Set problem — Write the records out again, precisely as they stand.

╭─ Provided entries

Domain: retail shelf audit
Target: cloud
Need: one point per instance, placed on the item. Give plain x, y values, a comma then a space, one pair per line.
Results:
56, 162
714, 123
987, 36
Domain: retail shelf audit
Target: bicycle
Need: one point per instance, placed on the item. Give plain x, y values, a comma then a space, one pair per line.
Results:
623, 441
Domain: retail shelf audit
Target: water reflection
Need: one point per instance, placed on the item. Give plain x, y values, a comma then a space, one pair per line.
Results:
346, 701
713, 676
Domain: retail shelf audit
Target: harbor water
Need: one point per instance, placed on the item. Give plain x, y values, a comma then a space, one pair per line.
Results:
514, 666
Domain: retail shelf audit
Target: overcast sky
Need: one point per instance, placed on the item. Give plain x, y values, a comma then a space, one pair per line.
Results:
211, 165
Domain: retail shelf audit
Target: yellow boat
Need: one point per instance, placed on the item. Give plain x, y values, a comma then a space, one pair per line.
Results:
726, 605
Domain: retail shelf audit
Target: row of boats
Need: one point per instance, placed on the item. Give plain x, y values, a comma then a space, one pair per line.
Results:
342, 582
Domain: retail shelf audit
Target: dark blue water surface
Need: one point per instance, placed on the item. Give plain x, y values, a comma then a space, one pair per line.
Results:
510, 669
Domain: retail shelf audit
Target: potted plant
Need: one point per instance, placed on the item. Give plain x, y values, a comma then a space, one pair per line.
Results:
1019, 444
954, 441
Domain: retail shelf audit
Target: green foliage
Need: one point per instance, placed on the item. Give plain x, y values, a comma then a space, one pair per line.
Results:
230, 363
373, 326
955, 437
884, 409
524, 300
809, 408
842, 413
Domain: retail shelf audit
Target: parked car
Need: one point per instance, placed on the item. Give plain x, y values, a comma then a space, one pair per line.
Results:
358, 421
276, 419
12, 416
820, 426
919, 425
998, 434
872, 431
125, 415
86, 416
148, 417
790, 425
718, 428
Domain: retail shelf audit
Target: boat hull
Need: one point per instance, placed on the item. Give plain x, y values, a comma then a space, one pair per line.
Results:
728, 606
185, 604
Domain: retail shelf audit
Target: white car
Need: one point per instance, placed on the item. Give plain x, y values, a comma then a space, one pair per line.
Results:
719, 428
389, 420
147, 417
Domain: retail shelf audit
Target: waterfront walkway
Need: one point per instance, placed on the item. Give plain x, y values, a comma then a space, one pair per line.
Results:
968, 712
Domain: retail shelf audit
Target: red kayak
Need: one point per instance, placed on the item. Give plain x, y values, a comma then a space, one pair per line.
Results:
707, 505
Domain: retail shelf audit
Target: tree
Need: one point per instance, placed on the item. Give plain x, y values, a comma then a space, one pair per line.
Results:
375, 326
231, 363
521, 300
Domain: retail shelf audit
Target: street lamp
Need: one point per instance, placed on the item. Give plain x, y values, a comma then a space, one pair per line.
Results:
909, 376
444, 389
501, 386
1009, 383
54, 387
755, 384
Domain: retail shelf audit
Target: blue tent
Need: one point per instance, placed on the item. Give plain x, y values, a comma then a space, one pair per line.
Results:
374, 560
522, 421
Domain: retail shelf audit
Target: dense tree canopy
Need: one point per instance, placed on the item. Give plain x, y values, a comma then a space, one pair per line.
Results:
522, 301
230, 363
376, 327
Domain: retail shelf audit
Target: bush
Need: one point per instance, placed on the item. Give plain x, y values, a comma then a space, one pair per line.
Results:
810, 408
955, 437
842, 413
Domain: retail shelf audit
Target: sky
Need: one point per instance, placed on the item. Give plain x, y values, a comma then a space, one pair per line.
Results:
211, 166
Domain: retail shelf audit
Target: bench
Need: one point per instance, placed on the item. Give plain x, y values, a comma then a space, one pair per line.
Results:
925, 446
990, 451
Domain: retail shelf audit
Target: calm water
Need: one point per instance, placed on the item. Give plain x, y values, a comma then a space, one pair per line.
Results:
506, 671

╰─

Expected answer —
Domain: retail shelf audit
Target: cloud
Need: one point per instance, placed on the item. Give plain x, y values, a comma then a space, one pair per line.
Results:
56, 162
714, 123
987, 36
Domain: retail shelf audit
Target: bicycle
Need: one point per instance, placed on the item. Give plain x, y values, a comma then a space, one pair per line.
Results:
623, 441
Domain: retail shelf audit
Target: water reflection
Need: one point per instance, placed on the item. Give plain x, y values, a comma then a space, one pair per line.
Results:
346, 701
713, 676
Domain: retail shelf audit
Target: harbor water
Need: one point per instance, placed on the item. Give plain x, y values, a comma then a space, one pair per line.
Results:
514, 666
Domain: retail shelf audit
Target: overcast sky
Need: one point per instance, placed on the item. Give plain x, y values, a comma then a space, one pair per line.
Results:
211, 165
Domain: retail shelf audit
Target: yellow boat
Need: one point per instance, placed on the item. Give plain x, y values, a comma then a space, one pair per line.
Results:
726, 605
Domain: retail shelf audit
Target: row of boats
Need: one point per instance, placed on the item. Give plain x, y values, a comma then a space, one pair per line.
Results:
342, 582
Domain: retail shelf audit
Target: dark blue water surface
Need: one point per instance, placed on the item. Give plain x, y values, a comma then a space, one pair per line.
Results:
510, 669
Domain: retail shelf audit
Target: potted plant
Need: one point per instance, placed on the item. Give plain x, y values, a comma then a space, one pair per line.
Results:
1019, 444
954, 441
Domain: retail shelf audit
Target: green foliage
Need: one point per instance, placed on the item. Give plain x, y values, a comma then a space, one pair per line.
Results:
230, 363
373, 326
955, 437
884, 409
524, 300
809, 408
842, 413
Domain: retail shelf audit
Target: parked car
Need: one point per instance, placed on the item. Give plain x, y values, a comma then a space, one pair per line.
Results:
358, 421
276, 419
12, 416
820, 426
919, 425
998, 434
872, 431
125, 415
86, 416
148, 417
790, 425
718, 428
Domain: retail shelf audit
Target: boat hull
Need: one point per instance, placed on the item. Give plain x, y values, a comma then a space, one pair per line.
Results:
728, 606
185, 604
Domain: retail shelf audit
Target: white car
Need: one point per instance, placed on the item. Give plain x, y values, a comma then a space, one pair per line.
Results:
719, 428
389, 420
147, 417
Domain: retail shelf audit
Target: waterfront walkway
Need: one point per instance, placed on the item. Give plain x, y values, a comma then a space, one pair per line.
Results:
968, 712
Domain: retail shelf audit
Target: red kayak
Need: one point per instance, placed on the item. Give plain x, y values, a comma then a space, one pair per line.
Results:
707, 505
Domain: retail shelf audit
Target: tree
Need: one point per instance, placed on the item. Give plain x, y values, a comma then a space, one pair per line.
Results:
375, 326
231, 363
521, 300
Domain: retail shelf audit
Target: street lamp
Need: one point per instance, placed on the item. Give plain x, y values, a comma then a space, one pair per line.
Results:
909, 376
444, 389
501, 386
1009, 383
54, 387
755, 384
Domain: retail shelf audit
Target: blue tent
Need: one point per instance, placed on the item. Give plain x, y values, a comma then a space, one pair per line.
Results:
374, 560
522, 421
Domain: retail shelf audit
Target: dense tree canopy
Need: one point per instance, placed on the item. Give plain x, y values, a comma then a space, one pair per line.
Results:
522, 301
230, 363
376, 327
Domain: retail shelf audit
Target: bush
Need: one point per instance, placed on the item. Give plain x, y values, a comma then a space, one pair per line.
Results:
810, 408
955, 437
842, 413
Domain: retail shelf audit
Target: sky
Need: one point per instance, placed on the item. Give plain x, y values, a comma then a space, one pair per line.
Results:
211, 166
Domain: retail shelf audit
Target: bench
Need: one point per instance, placed on the item. Give plain x, y values, a comma then a space, one pair per line.
Results:
925, 446
990, 451
Domain: retail shelf audit
Target: calm water
Need: one point per instance, placed on the item. Give plain x, y values, a comma then a space, one pair per line.
Results:
506, 671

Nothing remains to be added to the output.